** BEGIN Dataset content **
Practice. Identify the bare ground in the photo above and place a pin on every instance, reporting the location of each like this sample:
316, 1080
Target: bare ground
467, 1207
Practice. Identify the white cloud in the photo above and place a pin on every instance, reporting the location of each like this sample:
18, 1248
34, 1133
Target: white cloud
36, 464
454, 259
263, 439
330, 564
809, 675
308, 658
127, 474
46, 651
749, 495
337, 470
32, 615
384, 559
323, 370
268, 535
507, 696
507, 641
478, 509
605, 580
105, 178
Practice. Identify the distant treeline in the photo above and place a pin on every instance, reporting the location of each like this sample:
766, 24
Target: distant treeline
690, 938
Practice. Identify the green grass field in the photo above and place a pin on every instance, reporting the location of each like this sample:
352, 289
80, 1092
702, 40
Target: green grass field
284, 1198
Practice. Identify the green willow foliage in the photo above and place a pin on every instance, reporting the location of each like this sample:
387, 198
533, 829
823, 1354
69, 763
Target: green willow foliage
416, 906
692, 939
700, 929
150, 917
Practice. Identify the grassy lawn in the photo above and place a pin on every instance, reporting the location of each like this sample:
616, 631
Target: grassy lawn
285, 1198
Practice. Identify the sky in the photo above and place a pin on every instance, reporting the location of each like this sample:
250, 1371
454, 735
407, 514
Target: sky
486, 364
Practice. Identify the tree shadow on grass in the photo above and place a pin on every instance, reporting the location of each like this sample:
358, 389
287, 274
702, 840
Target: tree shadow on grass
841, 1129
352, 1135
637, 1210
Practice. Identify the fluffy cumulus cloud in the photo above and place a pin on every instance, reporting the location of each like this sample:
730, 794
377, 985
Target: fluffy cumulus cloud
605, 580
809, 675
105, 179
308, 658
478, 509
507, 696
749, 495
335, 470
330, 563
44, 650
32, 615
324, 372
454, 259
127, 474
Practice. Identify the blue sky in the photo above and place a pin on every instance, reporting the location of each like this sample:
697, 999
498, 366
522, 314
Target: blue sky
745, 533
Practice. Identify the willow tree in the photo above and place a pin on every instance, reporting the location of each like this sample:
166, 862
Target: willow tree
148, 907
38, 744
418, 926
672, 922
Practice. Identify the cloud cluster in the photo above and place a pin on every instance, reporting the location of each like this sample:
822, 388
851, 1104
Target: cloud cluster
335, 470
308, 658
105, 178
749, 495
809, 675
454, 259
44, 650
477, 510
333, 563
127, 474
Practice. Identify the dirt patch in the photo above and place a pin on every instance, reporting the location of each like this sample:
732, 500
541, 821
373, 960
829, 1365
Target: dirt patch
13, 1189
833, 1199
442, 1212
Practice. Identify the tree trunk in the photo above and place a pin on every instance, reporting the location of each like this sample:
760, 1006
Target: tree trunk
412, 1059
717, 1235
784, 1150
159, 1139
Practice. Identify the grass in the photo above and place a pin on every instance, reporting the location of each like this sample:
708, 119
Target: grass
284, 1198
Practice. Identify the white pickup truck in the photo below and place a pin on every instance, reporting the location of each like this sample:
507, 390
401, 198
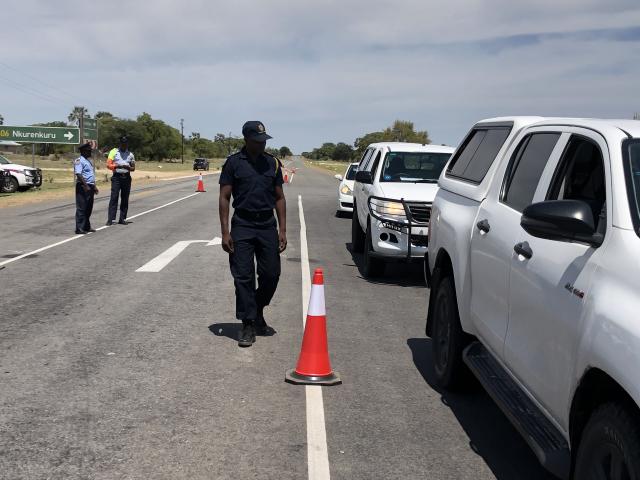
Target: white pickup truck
534, 270
394, 187
19, 176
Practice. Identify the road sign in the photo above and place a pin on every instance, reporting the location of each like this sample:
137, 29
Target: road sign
90, 131
68, 135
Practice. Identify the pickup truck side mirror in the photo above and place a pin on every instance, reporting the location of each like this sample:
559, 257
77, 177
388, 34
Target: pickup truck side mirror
561, 220
364, 177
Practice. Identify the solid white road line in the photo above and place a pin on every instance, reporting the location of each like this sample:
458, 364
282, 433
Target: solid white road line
317, 454
76, 237
165, 258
** END Dataset content **
## Task objective
Reproduce all of the entries above verbatim, leaving out the pictures.

## Correct answer
Practice. Identify the bare ground in the photo above and place a pin on every instance, reporting the location of each like this sample:
316, 1080
Target: bare ground
467, 1207
Practice. Identify the white cloud in the photo above and place a pin on every instance, reporting the location of each like this sample:
18, 1248
34, 1133
Target: white cloud
36, 464
454, 259
263, 439
330, 564
809, 675
308, 658
127, 474
46, 651
749, 495
337, 470
32, 615
384, 559
323, 370
268, 535
507, 696
507, 641
478, 509
605, 580
105, 178
Practice. Identify the distant treeline in the photo above and place a pin on every instance, reporting the location of each like this sample:
766, 24
Target: distant treeline
690, 938
Practice. Identify the green grass field in the photo above and place a pin on every instance, reporting the location of each like this sample:
352, 289
80, 1092
702, 40
Target: green grass field
284, 1198
Practice. Identify the green willow foliage in the photo above and place a pin on every instance, reporting the location of each like this sample:
387, 198
533, 829
823, 1354
69, 763
Target: green willow foliage
416, 906
692, 939
700, 929
150, 917
Practice. Identify the grassy lawn in the photo above and place a pin on every instance, reporting the location of each like this sample:
616, 631
Target: grassy lawn
285, 1198
Practice. Identify the sky in the photo above and place a pin on every instance, reporting the location of each like this sample:
250, 1371
454, 735
407, 514
Target: sky
486, 364
Practice. Identify the tree shadow on grass in the photo above and place a pin on every instance, reporting the location of each like this sample:
358, 389
287, 274
702, 840
Target: tree shadow on grass
841, 1129
352, 1135
637, 1210
Practice. Identify the fluffy cumulus cloud in the photo above and place a pin on every instance, reporting the location of each like this sample:
730, 794
377, 985
Target: fluffy cumulus cloud
605, 580
809, 675
105, 179
308, 658
478, 509
507, 696
749, 495
335, 470
330, 563
44, 650
32, 615
324, 372
454, 259
127, 474
Practice. Identify the blue sky in the photo above and place a pin on every instance, reporting the location of each like this sample:
697, 999
498, 366
522, 314
Target: blue sky
745, 533
Practice. Identify the willow tree in the photo above and place a pin on every instance, reporting the location of each like this sample:
166, 862
Target: willow tree
148, 907
38, 744
418, 926
672, 922
Practice. Identify the cloud cluster in the photo above and place a pin on every instance, reporting the location of each like this sample:
822, 388
851, 1104
Target: cloud cluster
335, 470
308, 658
105, 178
749, 495
809, 675
454, 259
44, 650
477, 510
333, 563
127, 474
Practice. Identify the dirt patch in the photo above and place a pin on every instance, reporting the location of each like this sample:
732, 500
541, 821
373, 960
829, 1365
Target: dirt patch
13, 1189
833, 1199
442, 1212
Practice. Identify the tree trunk in the photo above and place a pin on every instance, reporting the location of each like this sample:
760, 1006
Target: tree trunk
412, 1059
717, 1235
784, 1150
159, 1139
Practice. Identify the grass in the photo above and place a pin on every instance, reporting the location of each like this sample:
708, 119
Target: grass
284, 1198
Practice. Identify the white pickup truck in the photo below and place a pin on every instance, reporting the location of each like this sample:
507, 390
401, 198
Target: white pickup truck
534, 270
394, 187
19, 176
Practice. Identify the road sign in the photo above and place a pin on every instance, reporting the location of each like this sample:
137, 29
Target: road sign
90, 131
68, 135
Practice. Identify the pickup truck side mirror in the photo above and place a pin on every instance, reporting the location of each like this sample:
559, 257
77, 177
388, 34
Target: pickup truck side mirror
561, 220
364, 177
Practice. Identify the solid white road line in the photo above and place a pin on every instance, reporting the location of each like this sample:
458, 364
282, 433
Target: solid white road line
317, 454
76, 237
165, 258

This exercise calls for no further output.